Task set
a: List every possible response to the survey question about price in the forum thread on multiple regression and Likert scale data.
b: Extend the forum thread on multiple regression and Likert scale data past its final reply.

Page
Multiple Regression and Likert Scale Data

With multiple regression, is it necessary to recode independent variables that are measured using Likert Scale responses into dummy variables (with values of 1 or 0)?

Background: I am testing hypotheses concerning consumer purchasing patterns. A survey was used to collect the necessary data for the various independent variables. The questions and subsequently the data collected is structured according to five point Likert Scale responses (eg. (1) no importance to (5) utmost importance; e.g. (1) strongly agree to (5) strongly disagree).

Sample Data:

Dependent Variable: Have you purchased products from ACME retailer?
Possible responses: (1) yes, (0) no

There are several independent variables, this is a sample of just one: PRICE.
Survey question: How important was price in your purchase consideration? Possible responses:
(1) no importance
(2) little importance
(3) moderate importance
(4) great importance
(5) utmost importance

If it is necessary to recode using dummy variables, it is my understanding that 4 dummy variables are needed, with one reference category.

Dummy 1: no importance=1, otherwise=0
Dummy 2: little importance=1, otherwise=0
Dummy 3: moderate importance=1, otherwise=0
Dummy 4: great importance=1, otherwise=0

With SPSS (version 16), can this be done by clicking “transform”, “recode into new variable” and then creating the above dummy variables?

I am pretty confident in running the regression and then interpreting the results, but I am having difficulty in actually coding the data for multiple regression. Any assistance would be greatly appreciated.


TS Contributor
Theoretically you are right, if your independent variable is categorical, you need to use dummy variables. According to your description, your dependent variable is dichotomous, thus you need a Logistic Regression model. If you use SPSS, on the "Binary Logistic" model, you have a button "Categorical". After you enter your variables, you can press on it, and then define which variables are categorical. If you do that, you save the trouble of actually building these dummy variables (although to be honest, when there are not too many of them, I usually prefer doing it manually !).

Stored records
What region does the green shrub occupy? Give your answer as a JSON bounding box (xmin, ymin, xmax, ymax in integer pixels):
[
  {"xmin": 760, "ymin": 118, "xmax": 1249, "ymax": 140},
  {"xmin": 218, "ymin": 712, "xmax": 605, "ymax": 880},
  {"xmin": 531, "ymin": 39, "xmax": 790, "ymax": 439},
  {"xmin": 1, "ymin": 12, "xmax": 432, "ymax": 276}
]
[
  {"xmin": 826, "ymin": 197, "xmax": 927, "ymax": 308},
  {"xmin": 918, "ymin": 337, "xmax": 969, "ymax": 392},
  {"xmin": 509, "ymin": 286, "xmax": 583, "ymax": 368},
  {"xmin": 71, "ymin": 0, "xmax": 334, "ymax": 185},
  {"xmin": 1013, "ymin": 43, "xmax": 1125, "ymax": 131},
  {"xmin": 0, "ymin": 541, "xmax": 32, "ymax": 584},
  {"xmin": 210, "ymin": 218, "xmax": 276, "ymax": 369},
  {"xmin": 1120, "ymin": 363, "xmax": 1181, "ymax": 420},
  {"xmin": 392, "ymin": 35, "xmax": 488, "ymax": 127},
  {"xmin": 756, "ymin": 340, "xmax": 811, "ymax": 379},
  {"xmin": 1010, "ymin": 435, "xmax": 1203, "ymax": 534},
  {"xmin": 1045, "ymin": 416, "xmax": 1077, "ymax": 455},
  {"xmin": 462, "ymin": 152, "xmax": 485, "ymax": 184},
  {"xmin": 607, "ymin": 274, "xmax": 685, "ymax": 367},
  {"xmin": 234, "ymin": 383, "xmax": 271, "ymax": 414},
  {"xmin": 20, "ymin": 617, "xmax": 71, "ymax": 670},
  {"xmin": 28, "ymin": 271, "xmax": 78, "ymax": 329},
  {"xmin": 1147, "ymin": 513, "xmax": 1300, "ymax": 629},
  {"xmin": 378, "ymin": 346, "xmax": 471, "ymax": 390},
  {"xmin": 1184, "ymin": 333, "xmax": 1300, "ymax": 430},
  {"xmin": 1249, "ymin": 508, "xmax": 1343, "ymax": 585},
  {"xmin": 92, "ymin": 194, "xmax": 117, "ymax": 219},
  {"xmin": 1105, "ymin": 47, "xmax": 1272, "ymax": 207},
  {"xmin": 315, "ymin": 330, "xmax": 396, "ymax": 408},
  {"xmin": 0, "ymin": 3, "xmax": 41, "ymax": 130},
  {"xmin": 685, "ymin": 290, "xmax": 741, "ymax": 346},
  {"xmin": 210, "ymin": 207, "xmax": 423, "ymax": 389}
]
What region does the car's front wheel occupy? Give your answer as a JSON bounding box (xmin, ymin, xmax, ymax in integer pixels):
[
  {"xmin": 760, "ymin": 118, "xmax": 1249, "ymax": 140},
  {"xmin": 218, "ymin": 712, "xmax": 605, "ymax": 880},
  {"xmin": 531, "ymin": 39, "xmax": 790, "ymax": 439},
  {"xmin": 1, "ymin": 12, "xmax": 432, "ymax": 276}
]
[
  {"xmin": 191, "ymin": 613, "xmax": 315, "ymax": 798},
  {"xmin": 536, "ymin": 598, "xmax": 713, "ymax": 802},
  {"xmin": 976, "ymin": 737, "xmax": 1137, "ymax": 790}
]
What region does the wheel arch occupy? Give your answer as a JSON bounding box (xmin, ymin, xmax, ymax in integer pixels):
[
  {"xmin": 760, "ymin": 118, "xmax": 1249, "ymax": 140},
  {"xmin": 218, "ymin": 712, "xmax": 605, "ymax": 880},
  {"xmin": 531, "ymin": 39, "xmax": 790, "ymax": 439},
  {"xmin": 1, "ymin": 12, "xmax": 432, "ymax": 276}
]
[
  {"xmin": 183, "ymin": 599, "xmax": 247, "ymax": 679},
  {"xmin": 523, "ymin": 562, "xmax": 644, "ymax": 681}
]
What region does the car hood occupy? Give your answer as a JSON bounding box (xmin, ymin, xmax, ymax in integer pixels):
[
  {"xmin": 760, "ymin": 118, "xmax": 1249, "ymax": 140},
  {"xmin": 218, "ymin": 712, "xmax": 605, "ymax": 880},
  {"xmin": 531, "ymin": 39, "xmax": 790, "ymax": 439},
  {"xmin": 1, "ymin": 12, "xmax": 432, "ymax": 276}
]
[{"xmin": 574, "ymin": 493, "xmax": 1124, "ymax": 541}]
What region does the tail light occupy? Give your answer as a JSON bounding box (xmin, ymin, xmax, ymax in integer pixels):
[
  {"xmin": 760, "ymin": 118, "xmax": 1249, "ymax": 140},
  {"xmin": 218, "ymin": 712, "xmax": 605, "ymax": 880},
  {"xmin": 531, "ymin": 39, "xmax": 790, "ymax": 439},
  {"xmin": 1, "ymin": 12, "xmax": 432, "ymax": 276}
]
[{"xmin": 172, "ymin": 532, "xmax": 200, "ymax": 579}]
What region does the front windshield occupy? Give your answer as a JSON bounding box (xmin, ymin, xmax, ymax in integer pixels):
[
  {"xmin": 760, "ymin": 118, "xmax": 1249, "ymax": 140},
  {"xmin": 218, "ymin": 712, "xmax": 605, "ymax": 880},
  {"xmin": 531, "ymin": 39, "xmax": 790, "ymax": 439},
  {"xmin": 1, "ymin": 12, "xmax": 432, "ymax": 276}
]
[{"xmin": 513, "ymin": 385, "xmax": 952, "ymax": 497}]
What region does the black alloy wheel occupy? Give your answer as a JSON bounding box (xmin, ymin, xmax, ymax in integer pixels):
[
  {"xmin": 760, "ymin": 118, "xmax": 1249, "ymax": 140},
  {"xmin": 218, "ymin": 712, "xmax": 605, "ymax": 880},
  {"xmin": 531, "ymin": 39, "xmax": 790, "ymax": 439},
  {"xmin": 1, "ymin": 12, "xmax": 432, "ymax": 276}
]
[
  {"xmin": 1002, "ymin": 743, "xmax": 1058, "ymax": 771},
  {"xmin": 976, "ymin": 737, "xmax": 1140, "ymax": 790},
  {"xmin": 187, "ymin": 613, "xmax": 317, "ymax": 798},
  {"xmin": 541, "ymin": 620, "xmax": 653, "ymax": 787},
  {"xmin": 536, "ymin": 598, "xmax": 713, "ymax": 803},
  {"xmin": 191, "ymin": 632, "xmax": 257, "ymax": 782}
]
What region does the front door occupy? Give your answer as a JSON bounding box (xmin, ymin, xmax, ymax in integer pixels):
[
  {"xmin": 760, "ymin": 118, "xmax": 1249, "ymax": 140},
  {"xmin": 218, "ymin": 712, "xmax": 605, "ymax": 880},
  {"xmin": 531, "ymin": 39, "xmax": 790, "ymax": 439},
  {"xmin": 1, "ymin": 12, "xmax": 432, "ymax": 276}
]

Expected outputs
a:
(1) no importance
(2) little importance
(3) moderate importance
(4) great importance
(5) utmost importance

b:
Your problem arise when you have too many categorical independent variables, each with many categories. If you build dummy's (or let SPSS do it for you), you will end up with 4 variables for each IV. That means that if you have p IV's, you will end up with 4p new IV's. If 4p>n, I think you have a problem. And even if not, the more variables you'll have, the harder it will be to get meaningful results. I suggest that you try to transform your scale from a 5 options scale to a 3 options scale.
I'll be happy to hear other opinions, this is an important issue I think...
Hi. With regard to the number of independents, a rule of thumb, if I am not mistaken, is to have at least 20 cases per independent. This is the effective sample size per independent variable, meaning that it concerns at least 20 cases in the smallest category of your variable. If you cannot reach this size, it is indeed wise to recode your variable, as WeeG suggested, so that you meet this requirement.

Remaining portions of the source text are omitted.